### [TO DO]
Produce the listing below again, exactly as shown.

'''

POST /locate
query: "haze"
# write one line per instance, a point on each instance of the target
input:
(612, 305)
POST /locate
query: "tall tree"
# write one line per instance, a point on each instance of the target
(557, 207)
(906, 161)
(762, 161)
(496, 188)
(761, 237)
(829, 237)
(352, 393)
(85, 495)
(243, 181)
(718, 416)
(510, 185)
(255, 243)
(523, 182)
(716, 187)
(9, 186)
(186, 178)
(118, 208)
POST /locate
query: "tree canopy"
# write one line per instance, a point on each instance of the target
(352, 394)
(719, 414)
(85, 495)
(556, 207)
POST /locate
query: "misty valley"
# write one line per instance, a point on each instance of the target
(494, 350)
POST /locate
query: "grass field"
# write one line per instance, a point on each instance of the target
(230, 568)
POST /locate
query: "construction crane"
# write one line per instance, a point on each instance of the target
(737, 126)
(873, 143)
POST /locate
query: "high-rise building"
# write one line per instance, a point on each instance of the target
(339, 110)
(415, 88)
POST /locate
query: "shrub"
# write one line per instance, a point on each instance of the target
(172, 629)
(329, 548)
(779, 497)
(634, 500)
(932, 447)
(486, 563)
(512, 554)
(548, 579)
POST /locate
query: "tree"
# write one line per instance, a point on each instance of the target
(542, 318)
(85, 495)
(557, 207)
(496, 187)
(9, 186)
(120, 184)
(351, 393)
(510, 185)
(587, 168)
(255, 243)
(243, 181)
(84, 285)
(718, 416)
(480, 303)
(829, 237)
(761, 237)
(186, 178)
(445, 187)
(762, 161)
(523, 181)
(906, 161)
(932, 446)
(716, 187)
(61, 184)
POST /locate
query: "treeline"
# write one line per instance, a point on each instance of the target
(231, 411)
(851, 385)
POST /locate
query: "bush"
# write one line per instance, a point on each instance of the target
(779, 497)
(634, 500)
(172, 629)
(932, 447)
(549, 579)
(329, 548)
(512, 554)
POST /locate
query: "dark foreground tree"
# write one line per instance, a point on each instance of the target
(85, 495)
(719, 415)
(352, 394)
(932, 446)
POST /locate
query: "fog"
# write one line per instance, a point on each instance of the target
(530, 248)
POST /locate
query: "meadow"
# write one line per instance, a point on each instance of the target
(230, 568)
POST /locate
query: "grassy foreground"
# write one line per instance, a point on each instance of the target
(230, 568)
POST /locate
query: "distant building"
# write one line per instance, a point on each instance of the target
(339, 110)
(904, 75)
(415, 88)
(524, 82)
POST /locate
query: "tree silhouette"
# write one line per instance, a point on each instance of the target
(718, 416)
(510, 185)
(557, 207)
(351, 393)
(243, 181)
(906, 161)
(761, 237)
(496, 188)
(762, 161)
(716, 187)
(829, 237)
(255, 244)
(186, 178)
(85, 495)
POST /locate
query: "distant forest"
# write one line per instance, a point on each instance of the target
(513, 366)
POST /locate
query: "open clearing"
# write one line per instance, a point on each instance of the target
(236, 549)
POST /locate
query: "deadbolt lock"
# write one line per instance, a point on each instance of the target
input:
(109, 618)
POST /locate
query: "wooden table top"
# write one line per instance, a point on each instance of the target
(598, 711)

'''

### [SOLVED PROBLEM]
POST /locate
query: "haze"
# write one line per instance, a point on each instance of the target
input:
(612, 305)
POST /locate
query: "tall tree"
# write one line per instance, a point on each instance of the target
(557, 207)
(906, 161)
(762, 161)
(496, 188)
(761, 237)
(829, 237)
(352, 393)
(85, 495)
(243, 181)
(718, 416)
(510, 185)
(255, 243)
(523, 182)
(716, 187)
(9, 186)
(186, 178)
(118, 208)
POST /locate
query: "tree canopy"
# write one line per instance, a point on each instance of the target
(352, 394)
(719, 414)
(85, 495)
(556, 207)
POST /locate
query: "misty valley"
# write one line per instance, a point on each instance of the target
(494, 350)
POST /locate
query: "grass field"
# write one line per instance, a point on each instance of the target
(230, 568)
POST /locate
query: "construction crane"
# write one line per instance, a point on each instance of the target
(737, 126)
(873, 143)
POST /locate
query: "high-rise building"
# write one line per instance, a point on each instance of the target
(339, 110)
(415, 88)
POST /locate
query: "shrub"
# write one line per instance, a point on each instance of the target
(172, 629)
(329, 548)
(779, 497)
(634, 500)
(932, 447)
(486, 563)
(512, 554)
(548, 579)
POST /locate
query: "tree"
# write one line per instance, a point on each instance of the target
(542, 318)
(85, 495)
(557, 207)
(496, 187)
(9, 186)
(120, 184)
(351, 393)
(510, 185)
(587, 168)
(255, 243)
(243, 181)
(84, 285)
(718, 416)
(480, 303)
(829, 237)
(761, 237)
(186, 178)
(445, 187)
(762, 161)
(523, 181)
(906, 161)
(932, 446)
(716, 187)
(61, 184)
POST /locate
query: "treeline"
# write one line per instance, a point on each instance of the target
(231, 411)
(851, 385)
POST /locate
query: "bush"
# write one line per instance, a point on each instance of the target
(779, 497)
(634, 500)
(172, 629)
(932, 447)
(549, 579)
(329, 548)
(512, 554)
POST /locate
query: "dark foreground tree"
# write one line per instance, a point on each instance of the target
(85, 495)
(719, 415)
(352, 394)
(932, 446)
POST /locate
query: "fog"
# write one line per instance, a point on each instance of the target
(530, 248)
POST /locate
query: "meadow"
# write one line per instance, a point on each instance of the target
(230, 568)
POST /locate
query: "grassy foreground"
# write one line per instance, a point on each instance of the target
(230, 568)
POST /locate
query: "distant building"
# write one line per instance, a point on each instance of the target
(339, 110)
(904, 75)
(415, 88)
(524, 82)
POST /locate
query: "tree silhouette"
# write one line per instance, a point on each instance of the target
(718, 416)
(510, 185)
(557, 207)
(351, 393)
(243, 181)
(906, 161)
(761, 237)
(496, 188)
(762, 161)
(716, 187)
(829, 237)
(255, 244)
(186, 178)
(85, 495)
POST /locate
query: "distant forest"
# write one line per instance, a point on each instance of the target
(513, 366)
POST /locate
query: "open clearing"
# write one line per instance, a point on each instance of the target
(236, 549)
POST /locate
query: "deadbolt lock"
# write one line per instance, a point on each instance of the target
input:
(109, 618)
POST /locate
query: "wooden table top"
# write one line per instance, a point on each instance of the target
(598, 711)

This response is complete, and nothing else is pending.